# THE PROBLEM
Show each line of the material below that contains the word "sauce". Case counts.

[Records excerpted from a collection]

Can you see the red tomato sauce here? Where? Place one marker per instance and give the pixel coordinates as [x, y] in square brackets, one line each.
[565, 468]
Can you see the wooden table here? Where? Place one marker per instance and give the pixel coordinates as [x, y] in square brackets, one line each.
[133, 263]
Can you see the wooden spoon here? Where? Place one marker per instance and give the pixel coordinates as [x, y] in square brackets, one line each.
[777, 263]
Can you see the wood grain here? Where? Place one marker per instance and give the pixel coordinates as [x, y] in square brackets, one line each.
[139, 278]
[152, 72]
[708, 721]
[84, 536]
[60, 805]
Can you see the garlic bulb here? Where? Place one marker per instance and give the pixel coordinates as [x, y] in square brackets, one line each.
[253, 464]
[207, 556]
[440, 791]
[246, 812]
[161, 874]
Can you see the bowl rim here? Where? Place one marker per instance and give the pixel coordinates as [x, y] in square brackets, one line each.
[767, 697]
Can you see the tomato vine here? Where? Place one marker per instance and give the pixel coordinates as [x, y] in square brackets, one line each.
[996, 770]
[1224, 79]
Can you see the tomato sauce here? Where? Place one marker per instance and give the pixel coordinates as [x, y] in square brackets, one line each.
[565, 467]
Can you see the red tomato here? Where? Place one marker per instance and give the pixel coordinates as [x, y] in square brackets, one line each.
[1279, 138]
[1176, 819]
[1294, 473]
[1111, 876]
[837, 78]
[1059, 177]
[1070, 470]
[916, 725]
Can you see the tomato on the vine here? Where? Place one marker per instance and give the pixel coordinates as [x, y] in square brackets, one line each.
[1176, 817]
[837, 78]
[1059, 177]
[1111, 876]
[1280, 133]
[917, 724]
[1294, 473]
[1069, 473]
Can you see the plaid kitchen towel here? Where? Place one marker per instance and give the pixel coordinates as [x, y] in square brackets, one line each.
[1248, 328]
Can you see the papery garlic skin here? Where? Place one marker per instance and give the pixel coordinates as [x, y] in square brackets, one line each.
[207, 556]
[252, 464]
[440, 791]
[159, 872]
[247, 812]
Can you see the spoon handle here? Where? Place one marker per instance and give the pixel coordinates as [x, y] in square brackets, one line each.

---

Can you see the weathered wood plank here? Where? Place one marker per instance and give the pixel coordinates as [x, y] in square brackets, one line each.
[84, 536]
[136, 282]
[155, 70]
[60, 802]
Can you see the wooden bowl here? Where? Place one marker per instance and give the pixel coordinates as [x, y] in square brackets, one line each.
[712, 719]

# WORKED SOLUTION
Can you see the red tomato sauce here? Where? Place one marker per instance and give the pixel coordinates as [x, y] in square brackets, one line each.
Can you see the tomato sauce here? Where? Place one marker per instance and give the pixel coordinates as [x, y] in square brackets, one line each.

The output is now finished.